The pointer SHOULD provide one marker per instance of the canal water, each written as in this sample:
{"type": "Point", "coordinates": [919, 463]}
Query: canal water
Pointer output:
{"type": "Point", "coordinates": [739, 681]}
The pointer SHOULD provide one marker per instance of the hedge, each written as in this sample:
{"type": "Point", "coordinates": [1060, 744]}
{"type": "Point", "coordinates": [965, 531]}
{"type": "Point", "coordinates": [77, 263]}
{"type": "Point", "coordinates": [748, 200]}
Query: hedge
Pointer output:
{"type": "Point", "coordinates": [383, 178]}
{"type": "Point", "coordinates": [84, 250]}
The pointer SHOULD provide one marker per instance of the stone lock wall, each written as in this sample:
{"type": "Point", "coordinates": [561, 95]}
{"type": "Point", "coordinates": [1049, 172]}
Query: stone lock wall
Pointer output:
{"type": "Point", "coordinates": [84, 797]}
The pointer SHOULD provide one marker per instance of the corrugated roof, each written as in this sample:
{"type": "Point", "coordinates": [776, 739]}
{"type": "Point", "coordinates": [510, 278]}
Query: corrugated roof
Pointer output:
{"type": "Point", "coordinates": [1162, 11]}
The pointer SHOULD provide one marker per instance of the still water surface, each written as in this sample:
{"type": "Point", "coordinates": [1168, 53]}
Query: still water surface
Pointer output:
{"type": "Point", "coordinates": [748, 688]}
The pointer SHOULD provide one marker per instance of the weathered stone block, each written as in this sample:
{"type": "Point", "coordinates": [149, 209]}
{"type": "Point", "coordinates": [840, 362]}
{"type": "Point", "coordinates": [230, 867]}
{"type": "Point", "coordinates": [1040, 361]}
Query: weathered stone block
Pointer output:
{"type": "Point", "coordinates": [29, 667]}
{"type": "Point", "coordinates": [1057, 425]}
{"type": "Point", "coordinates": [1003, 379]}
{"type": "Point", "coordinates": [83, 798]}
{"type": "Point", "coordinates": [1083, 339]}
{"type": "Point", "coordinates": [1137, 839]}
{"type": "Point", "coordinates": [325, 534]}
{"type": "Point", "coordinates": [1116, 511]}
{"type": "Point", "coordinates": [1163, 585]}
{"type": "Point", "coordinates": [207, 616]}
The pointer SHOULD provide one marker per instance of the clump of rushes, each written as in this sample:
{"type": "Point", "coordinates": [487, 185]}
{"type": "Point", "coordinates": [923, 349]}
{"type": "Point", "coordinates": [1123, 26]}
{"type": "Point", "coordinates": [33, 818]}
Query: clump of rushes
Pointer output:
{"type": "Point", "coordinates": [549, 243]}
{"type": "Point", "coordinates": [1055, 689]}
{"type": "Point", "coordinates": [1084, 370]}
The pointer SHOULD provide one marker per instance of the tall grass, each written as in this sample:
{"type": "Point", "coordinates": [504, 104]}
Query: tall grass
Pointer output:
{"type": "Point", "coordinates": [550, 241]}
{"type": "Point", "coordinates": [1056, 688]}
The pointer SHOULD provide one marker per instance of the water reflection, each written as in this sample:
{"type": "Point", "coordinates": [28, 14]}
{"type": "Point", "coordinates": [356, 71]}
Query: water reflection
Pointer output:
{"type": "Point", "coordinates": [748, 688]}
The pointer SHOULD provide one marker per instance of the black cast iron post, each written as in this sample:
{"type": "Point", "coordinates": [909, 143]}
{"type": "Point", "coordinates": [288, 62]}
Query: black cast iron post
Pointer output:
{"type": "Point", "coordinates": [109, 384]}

◇ ◇ ◇ ◇ ◇

**Task brief:** Print the whole listing again, exactly.

**Complete answer:**
The pointer SHOULD provide one marker per instance of the canal water, each written as in this sample:
{"type": "Point", "coordinates": [919, 463]}
Query: canal water
Pointer output:
{"type": "Point", "coordinates": [739, 681]}
The pointer SHOULD provide one marker per instance of the hedge, each written as in this sample:
{"type": "Point", "coordinates": [1060, 744]}
{"type": "Point", "coordinates": [965, 531]}
{"type": "Point", "coordinates": [77, 263]}
{"type": "Point", "coordinates": [748, 200]}
Query: hedge
Pointer output:
{"type": "Point", "coordinates": [383, 178]}
{"type": "Point", "coordinates": [84, 250]}
The pointer SHOULD provide one marker per instance of the stone lock wall, each written as in this sample:
{"type": "Point", "coordinates": [561, 95]}
{"type": "Point", "coordinates": [1049, 172]}
Query: stone lock wall
Pointer output:
{"type": "Point", "coordinates": [84, 797]}
The pointer SHOULD provide one marker per instance of the corrugated roof, each written as in this sample:
{"type": "Point", "coordinates": [776, 739]}
{"type": "Point", "coordinates": [510, 278]}
Query: corrugated roof
Pointer output:
{"type": "Point", "coordinates": [1162, 11]}
The pointer SHOULD provide one marker per instance of the still water surface, each written as in this sample:
{"type": "Point", "coordinates": [1168, 53]}
Query: still water surface
Pointer output:
{"type": "Point", "coordinates": [748, 688]}
The pointer SHOULD provide one marker per instance of the weathered stone block, each written as in this sample:
{"type": "Point", "coordinates": [149, 209]}
{"type": "Point", "coordinates": [840, 362]}
{"type": "Point", "coordinates": [230, 867]}
{"type": "Point", "coordinates": [1040, 361]}
Query: weathered stone block
Pointer output:
{"type": "Point", "coordinates": [29, 667]}
{"type": "Point", "coordinates": [1057, 425]}
{"type": "Point", "coordinates": [1003, 379]}
{"type": "Point", "coordinates": [83, 798]}
{"type": "Point", "coordinates": [1083, 339]}
{"type": "Point", "coordinates": [1137, 839]}
{"type": "Point", "coordinates": [325, 534]}
{"type": "Point", "coordinates": [1116, 511]}
{"type": "Point", "coordinates": [1163, 585]}
{"type": "Point", "coordinates": [207, 616]}
The pointer SHOULD provide one marker per instance of the clump of rushes, each written as in this sample:
{"type": "Point", "coordinates": [487, 185]}
{"type": "Point", "coordinates": [923, 349]}
{"type": "Point", "coordinates": [1123, 26]}
{"type": "Point", "coordinates": [33, 818]}
Query: clump of rushes
Pointer output:
{"type": "Point", "coordinates": [549, 243]}
{"type": "Point", "coordinates": [1055, 689]}
{"type": "Point", "coordinates": [1084, 370]}
The pointer SHOULD provide one marker per instance of the tall grass, each written as in this sample:
{"type": "Point", "coordinates": [504, 104]}
Query: tall grass
Pointer output:
{"type": "Point", "coordinates": [550, 241]}
{"type": "Point", "coordinates": [1056, 688]}
The pointer SHOULD provide one marker per instance of the water reflection, each written as in this sample:
{"type": "Point", "coordinates": [28, 14]}
{"type": "Point", "coordinates": [356, 71]}
Query: water reflection
Pointer output:
{"type": "Point", "coordinates": [748, 688]}
The pointer SHOULD provide one marker per instance of the black cast iron post, each written as in this sample:
{"type": "Point", "coordinates": [909, 143]}
{"type": "Point", "coordinates": [288, 62]}
Query: black cast iron post
Pointer output:
{"type": "Point", "coordinates": [109, 384]}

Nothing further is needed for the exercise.